%%

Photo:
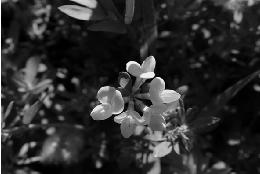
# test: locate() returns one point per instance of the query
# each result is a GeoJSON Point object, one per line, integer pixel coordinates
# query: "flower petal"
{"type": "Point", "coordinates": [148, 64]}
{"type": "Point", "coordinates": [169, 96]}
{"type": "Point", "coordinates": [157, 123]}
{"type": "Point", "coordinates": [158, 109]}
{"type": "Point", "coordinates": [133, 68]}
{"type": "Point", "coordinates": [119, 118]}
{"type": "Point", "coordinates": [117, 102]}
{"type": "Point", "coordinates": [127, 127]}
{"type": "Point", "coordinates": [101, 112]}
{"type": "Point", "coordinates": [147, 75]}
{"type": "Point", "coordinates": [136, 116]}
{"type": "Point", "coordinates": [105, 94]}
{"type": "Point", "coordinates": [157, 84]}
{"type": "Point", "coordinates": [147, 116]}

%%

WRITTEN TASK ▸ Can you rescale all of the data above by writing out every line again, comment lines included, with each point's pixel coordinates multiplied by 0.85 and rounded to whole numbers (halves round up)? Leave the picture out of your answer.

FINISHED ANSWER ▸
Photo:
# test: locate() returns one point per instance of the query
# each result is a GeoJSON Point object, one per line, integer pixel coordinates
# query: "flower petal"
{"type": "Point", "coordinates": [126, 54]}
{"type": "Point", "coordinates": [144, 82]}
{"type": "Point", "coordinates": [133, 105]}
{"type": "Point", "coordinates": [134, 93]}
{"type": "Point", "coordinates": [113, 58]}
{"type": "Point", "coordinates": [101, 100]}
{"type": "Point", "coordinates": [99, 87]}
{"type": "Point", "coordinates": [108, 108]}
{"type": "Point", "coordinates": [86, 95]}
{"type": "Point", "coordinates": [125, 64]}
{"type": "Point", "coordinates": [116, 99]}
{"type": "Point", "coordinates": [89, 80]}
{"type": "Point", "coordinates": [133, 71]}
{"type": "Point", "coordinates": [125, 99]}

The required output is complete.